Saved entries
****
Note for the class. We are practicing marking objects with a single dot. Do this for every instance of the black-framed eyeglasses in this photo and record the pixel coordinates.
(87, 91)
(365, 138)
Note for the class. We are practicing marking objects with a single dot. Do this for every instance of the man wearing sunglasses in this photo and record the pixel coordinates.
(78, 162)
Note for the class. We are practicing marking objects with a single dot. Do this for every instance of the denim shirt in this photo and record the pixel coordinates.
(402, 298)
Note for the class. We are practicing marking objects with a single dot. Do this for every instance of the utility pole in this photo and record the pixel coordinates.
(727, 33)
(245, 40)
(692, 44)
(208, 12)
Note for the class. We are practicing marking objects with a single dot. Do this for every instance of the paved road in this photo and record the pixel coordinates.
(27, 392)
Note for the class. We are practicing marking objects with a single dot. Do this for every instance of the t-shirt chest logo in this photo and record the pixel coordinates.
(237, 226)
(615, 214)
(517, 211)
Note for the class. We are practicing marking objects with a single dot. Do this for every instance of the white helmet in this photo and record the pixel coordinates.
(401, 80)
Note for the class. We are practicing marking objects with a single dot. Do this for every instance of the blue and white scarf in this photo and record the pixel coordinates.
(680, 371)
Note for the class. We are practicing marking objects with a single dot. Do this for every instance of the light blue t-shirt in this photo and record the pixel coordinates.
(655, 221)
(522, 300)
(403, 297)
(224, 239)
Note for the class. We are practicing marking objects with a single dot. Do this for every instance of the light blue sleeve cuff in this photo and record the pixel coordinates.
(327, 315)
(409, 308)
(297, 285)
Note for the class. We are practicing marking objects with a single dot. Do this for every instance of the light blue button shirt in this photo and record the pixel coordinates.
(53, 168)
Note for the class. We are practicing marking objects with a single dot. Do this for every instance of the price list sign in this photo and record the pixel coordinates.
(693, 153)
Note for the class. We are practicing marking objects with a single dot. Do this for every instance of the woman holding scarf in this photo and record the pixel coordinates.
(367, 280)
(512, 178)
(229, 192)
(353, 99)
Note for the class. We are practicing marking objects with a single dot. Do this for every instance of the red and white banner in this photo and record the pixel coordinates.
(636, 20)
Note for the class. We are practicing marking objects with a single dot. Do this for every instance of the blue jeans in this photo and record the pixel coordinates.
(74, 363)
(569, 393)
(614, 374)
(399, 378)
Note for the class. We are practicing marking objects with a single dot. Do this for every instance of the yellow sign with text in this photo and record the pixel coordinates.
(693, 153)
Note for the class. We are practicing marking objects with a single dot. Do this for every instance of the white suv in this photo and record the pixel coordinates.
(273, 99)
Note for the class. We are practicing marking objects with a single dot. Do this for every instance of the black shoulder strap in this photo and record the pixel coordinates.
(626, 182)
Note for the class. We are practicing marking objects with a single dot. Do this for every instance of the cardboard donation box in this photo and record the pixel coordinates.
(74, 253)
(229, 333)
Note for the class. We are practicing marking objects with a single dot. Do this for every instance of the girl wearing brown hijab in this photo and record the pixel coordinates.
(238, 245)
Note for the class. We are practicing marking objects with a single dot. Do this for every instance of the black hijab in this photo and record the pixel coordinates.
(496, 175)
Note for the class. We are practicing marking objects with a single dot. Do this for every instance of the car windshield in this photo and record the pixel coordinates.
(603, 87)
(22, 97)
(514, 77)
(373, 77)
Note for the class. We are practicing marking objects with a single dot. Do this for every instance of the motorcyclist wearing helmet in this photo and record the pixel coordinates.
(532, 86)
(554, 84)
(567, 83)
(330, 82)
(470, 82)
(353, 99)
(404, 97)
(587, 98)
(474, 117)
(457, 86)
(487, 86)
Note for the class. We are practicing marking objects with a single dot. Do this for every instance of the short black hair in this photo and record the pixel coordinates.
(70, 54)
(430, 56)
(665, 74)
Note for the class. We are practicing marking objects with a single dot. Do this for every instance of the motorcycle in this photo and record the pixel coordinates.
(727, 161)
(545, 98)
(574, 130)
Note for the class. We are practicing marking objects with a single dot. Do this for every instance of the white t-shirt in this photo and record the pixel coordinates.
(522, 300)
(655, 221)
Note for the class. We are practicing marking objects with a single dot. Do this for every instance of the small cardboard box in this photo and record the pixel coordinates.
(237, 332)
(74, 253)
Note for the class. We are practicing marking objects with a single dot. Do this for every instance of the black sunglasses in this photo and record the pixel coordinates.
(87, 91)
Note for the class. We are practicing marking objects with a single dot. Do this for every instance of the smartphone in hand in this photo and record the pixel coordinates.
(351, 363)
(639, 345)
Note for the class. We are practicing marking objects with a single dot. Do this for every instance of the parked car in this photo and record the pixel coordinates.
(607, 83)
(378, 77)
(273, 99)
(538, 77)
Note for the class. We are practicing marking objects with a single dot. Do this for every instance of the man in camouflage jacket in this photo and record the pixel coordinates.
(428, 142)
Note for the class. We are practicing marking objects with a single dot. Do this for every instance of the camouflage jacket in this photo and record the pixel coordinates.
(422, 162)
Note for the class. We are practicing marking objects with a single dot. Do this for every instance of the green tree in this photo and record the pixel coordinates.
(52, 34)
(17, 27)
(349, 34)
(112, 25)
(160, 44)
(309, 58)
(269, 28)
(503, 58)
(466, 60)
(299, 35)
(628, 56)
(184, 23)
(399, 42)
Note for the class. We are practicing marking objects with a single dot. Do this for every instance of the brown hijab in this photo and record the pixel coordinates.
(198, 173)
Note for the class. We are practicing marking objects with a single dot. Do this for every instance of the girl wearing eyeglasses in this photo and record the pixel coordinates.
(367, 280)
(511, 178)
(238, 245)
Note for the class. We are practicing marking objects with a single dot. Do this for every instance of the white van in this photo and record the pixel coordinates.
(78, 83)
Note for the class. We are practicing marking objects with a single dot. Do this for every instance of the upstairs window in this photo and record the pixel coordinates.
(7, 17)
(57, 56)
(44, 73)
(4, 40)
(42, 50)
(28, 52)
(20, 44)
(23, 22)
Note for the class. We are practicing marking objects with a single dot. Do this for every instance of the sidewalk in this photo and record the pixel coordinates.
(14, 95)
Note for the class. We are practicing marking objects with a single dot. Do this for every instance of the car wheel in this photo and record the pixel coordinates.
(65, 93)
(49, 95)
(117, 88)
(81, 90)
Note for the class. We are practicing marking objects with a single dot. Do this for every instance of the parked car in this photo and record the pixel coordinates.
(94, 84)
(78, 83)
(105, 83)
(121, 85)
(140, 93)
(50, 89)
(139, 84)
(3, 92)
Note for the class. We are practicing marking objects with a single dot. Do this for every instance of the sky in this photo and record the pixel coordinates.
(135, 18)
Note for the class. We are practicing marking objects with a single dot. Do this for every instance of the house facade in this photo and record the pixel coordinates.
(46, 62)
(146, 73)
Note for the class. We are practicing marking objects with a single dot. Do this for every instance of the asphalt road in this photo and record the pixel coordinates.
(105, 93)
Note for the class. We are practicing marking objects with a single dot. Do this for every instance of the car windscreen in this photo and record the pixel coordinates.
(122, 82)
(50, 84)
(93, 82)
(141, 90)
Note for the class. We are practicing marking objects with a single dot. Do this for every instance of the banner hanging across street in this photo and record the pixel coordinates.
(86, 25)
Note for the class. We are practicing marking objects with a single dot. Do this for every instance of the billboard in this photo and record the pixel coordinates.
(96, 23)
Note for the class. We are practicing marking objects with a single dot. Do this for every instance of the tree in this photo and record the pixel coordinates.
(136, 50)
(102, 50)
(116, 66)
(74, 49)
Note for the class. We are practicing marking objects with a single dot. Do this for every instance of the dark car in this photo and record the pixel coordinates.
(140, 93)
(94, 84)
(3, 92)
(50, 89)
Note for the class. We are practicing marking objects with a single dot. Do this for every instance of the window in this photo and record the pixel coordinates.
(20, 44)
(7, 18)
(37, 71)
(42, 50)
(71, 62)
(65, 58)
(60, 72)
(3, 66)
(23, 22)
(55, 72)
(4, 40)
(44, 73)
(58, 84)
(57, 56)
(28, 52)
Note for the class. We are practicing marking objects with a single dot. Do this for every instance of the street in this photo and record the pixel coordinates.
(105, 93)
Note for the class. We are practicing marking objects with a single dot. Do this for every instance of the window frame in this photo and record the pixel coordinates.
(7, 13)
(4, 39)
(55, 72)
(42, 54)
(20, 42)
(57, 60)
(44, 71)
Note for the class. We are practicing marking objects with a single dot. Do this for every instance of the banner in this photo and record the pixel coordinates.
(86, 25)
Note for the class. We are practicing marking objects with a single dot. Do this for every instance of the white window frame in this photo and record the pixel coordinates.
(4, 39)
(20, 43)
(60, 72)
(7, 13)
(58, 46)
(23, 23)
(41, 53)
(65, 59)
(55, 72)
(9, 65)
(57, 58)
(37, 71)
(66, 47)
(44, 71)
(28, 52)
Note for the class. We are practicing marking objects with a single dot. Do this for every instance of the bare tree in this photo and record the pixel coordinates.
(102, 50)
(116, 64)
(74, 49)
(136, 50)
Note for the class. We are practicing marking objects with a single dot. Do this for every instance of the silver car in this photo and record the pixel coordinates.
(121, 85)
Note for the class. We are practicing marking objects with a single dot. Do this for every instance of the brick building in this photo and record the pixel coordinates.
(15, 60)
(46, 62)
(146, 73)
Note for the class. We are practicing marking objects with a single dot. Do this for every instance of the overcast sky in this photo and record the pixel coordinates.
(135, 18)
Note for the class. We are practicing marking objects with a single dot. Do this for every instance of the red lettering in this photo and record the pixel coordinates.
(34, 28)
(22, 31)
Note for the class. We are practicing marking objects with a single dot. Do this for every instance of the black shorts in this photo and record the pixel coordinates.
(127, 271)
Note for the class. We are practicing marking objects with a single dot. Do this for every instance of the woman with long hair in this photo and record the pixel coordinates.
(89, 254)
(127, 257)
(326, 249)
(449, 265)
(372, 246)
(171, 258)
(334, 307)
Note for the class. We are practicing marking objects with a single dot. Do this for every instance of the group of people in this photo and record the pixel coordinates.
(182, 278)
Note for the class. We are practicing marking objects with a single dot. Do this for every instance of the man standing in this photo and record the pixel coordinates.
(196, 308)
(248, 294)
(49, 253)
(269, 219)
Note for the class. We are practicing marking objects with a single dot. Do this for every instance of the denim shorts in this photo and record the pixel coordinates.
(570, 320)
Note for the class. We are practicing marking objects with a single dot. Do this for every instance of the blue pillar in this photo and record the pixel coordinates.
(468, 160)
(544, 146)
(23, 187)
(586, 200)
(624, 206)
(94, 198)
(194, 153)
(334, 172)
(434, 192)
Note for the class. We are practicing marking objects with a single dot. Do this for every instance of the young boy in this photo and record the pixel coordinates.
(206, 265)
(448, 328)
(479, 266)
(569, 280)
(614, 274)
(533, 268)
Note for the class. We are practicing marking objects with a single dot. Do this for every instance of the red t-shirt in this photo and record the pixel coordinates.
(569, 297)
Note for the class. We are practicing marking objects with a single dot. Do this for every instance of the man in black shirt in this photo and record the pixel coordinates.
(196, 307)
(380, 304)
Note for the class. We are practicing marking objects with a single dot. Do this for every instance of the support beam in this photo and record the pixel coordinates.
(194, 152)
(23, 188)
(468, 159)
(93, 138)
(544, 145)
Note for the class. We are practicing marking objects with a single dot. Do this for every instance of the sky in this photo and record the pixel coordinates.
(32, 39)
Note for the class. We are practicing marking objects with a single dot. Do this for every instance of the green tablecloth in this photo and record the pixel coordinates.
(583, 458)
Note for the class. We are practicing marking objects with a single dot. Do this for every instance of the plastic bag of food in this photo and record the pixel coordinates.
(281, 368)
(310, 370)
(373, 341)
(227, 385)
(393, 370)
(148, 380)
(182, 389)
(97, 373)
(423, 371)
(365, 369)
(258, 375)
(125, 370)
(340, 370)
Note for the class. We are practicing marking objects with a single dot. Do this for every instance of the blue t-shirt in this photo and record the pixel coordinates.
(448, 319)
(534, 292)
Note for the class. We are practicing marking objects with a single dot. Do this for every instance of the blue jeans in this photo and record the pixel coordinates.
****
◆ **What the task asks**
Exact copies of the lines from the one holding "of the plastic" through the last line above, and only those, make up the answer.

◆ **Solution to this task**
Note for the class. We are practicing marking objects with a single dot. Do this for every instance of the plastic bag of food in this photo and record the pixel coordinates.
(281, 368)
(310, 370)
(373, 341)
(227, 385)
(393, 370)
(148, 380)
(182, 389)
(97, 373)
(423, 371)
(365, 369)
(258, 375)
(125, 370)
(340, 370)
Note for the class. We are practicing marking objects with a single dot. Do this for every instance of the blue t-shirt in this photo and record the pixel coordinates.
(448, 319)
(534, 292)
Note for the class. We are practicing marking objects with a single dot. Do this for every instance of the blue jeans in this photo and record the pixel coordinates.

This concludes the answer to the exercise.